** Begin Records for this exercise **

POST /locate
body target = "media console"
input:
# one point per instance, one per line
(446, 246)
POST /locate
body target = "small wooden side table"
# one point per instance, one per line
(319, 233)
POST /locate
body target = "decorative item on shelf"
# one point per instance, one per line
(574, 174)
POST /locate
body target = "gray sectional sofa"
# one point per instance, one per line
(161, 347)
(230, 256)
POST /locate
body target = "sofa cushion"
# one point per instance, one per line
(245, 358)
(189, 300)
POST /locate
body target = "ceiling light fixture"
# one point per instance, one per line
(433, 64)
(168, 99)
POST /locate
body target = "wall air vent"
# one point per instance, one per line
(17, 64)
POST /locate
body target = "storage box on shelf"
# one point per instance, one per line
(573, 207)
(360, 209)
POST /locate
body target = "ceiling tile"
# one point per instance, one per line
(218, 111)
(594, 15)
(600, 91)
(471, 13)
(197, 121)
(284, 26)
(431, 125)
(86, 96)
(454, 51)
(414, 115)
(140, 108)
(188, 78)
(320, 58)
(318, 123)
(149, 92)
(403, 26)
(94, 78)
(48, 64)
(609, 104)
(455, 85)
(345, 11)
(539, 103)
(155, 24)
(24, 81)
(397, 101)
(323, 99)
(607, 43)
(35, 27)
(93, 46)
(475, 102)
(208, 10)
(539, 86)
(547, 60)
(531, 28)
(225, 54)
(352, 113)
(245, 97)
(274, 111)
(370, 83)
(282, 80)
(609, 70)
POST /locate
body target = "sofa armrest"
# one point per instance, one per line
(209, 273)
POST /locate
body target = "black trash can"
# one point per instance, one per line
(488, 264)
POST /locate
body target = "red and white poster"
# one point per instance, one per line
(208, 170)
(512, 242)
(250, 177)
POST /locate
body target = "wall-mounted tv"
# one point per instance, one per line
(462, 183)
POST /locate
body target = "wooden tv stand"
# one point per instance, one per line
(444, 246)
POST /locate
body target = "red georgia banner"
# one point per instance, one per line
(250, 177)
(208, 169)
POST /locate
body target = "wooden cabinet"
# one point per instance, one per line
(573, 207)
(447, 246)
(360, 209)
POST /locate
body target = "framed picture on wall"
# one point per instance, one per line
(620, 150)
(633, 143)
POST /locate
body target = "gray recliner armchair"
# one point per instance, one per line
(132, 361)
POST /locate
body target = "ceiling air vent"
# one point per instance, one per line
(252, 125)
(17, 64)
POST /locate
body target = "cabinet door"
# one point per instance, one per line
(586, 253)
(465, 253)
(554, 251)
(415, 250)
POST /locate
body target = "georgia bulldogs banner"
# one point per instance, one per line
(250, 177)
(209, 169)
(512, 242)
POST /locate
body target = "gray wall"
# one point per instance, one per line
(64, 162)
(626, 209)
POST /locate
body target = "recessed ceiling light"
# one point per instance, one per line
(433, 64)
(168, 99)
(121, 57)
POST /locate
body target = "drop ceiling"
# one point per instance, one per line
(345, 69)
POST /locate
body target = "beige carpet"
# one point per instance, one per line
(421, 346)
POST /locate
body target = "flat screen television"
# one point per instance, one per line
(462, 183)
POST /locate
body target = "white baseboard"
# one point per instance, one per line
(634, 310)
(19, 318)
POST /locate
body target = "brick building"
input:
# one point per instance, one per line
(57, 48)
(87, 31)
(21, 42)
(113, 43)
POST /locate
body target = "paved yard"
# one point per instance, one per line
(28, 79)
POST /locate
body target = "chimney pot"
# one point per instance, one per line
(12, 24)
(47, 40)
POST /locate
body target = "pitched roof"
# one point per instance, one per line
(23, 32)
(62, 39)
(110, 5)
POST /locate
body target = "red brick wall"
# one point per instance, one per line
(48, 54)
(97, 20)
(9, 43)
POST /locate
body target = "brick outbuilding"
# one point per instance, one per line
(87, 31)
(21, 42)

** End Records for this exercise **

Instructions for the task: Write down all the entries again without a single difference.

Response to this exercise:
POST /locate
body target = "media console"
input:
# one point per instance, one per line
(446, 246)
POST /locate
body target = "small wooden side table"
# one point per instance, one per line
(319, 233)
POST /locate
body target = "decorative item on shelf"
# one point per instance, one per line
(574, 174)
POST /locate
body target = "gray sectional sofa"
# one point per instance, one per line
(161, 347)
(230, 256)
POST /locate
body target = "sofa cushion"
# one point per instance, one per line
(245, 358)
(189, 300)
POST /locate
body target = "ceiling light fixture"
# one point per instance, one per line
(433, 64)
(168, 99)
POST /locate
body target = "wall air vent"
# one point per instance, one per line
(17, 64)
POST /locate
body target = "storage box on shelf"
# one point per instance, one per line
(573, 207)
(360, 209)
POST /locate
body target = "ceiling tile"
# one point per instance, one per line
(218, 111)
(594, 15)
(600, 91)
(471, 13)
(197, 121)
(284, 26)
(431, 125)
(86, 96)
(454, 51)
(414, 115)
(140, 108)
(188, 78)
(320, 58)
(318, 123)
(149, 92)
(403, 26)
(94, 78)
(48, 64)
(609, 104)
(455, 85)
(345, 11)
(539, 103)
(155, 24)
(24, 81)
(397, 101)
(323, 99)
(607, 43)
(35, 27)
(93, 46)
(475, 102)
(208, 10)
(539, 86)
(547, 60)
(531, 28)
(225, 54)
(352, 113)
(245, 97)
(274, 111)
(370, 83)
(282, 80)
(609, 70)
POST /locate
body target = "sofa armrest"
# one point per instance, one per line
(209, 273)
POST /locate
body target = "black trash can"
# one point per instance, one per line
(488, 264)
POST /locate
body target = "red and white poster"
# one point per instance, one per line
(208, 170)
(512, 242)
(250, 177)
POST /locate
body target = "wall-mounted tv"
# one point per instance, one per line
(462, 183)
POST /locate
body target = "wooden tv stand"
# one point per instance, one per line
(444, 246)
POST /locate
body target = "red georgia banner"
# one point per instance, one per line
(250, 177)
(208, 169)
POST /locate
body target = "wooden cabinet"
# one point per instance, one per line
(573, 207)
(447, 246)
(360, 209)
POST /locate
body target = "framed picture on wall"
# one point per instance, one per line
(620, 150)
(633, 143)
POST /locate
body target = "gray recliner armchair"
# one point per instance, one per line
(132, 361)
POST /locate
body target = "ceiling air vent"
# one point per instance, one per line
(252, 125)
(17, 64)
POST /locate
body target = "cabinet door"
# one point per instance, one per line
(586, 253)
(465, 253)
(554, 251)
(415, 250)
POST /locate
body target = "georgia bulldogs banner"
# one point per instance, one per line
(250, 177)
(209, 169)
(512, 242)
POST /locate
body target = "gray wall"
# one point per instance, one per line
(64, 162)
(626, 209)
POST /locate
body target = "recessed ceiling light"
# one point per instance, one per line
(433, 64)
(168, 99)
(121, 57)
POST /locate
body target = "drop ceiling"
# one point per instance, one per line
(345, 69)
POST /locate
body target = "beige carpet"
# one point per instance, one per line
(421, 346)
POST /locate
body target = "flat screen television"
# one point per instance, one per line
(462, 183)
POST /locate
body target = "white baseboard"
# one point per instance, one per line
(634, 310)
(19, 318)
POST /locate
body target = "brick building"
input:
# one point per instance, one per line
(57, 48)
(87, 31)
(21, 42)
(113, 43)
POST /locate
body target = "paved yard"
# one point per instance, one per line
(28, 79)
POST /locate
body target = "chimney pot"
# one point per instance, one per line
(12, 24)
(47, 40)
POST /locate
body target = "pitched roof"
# one point per instance, one per line
(23, 32)
(62, 39)
(110, 5)
POST /locate
body target = "red brick wall"
# one point per instance, one per line
(48, 54)
(97, 20)
(9, 43)
POST /locate
body target = "brick outbuilding"
# one point per instance, one per line
(87, 31)
(21, 42)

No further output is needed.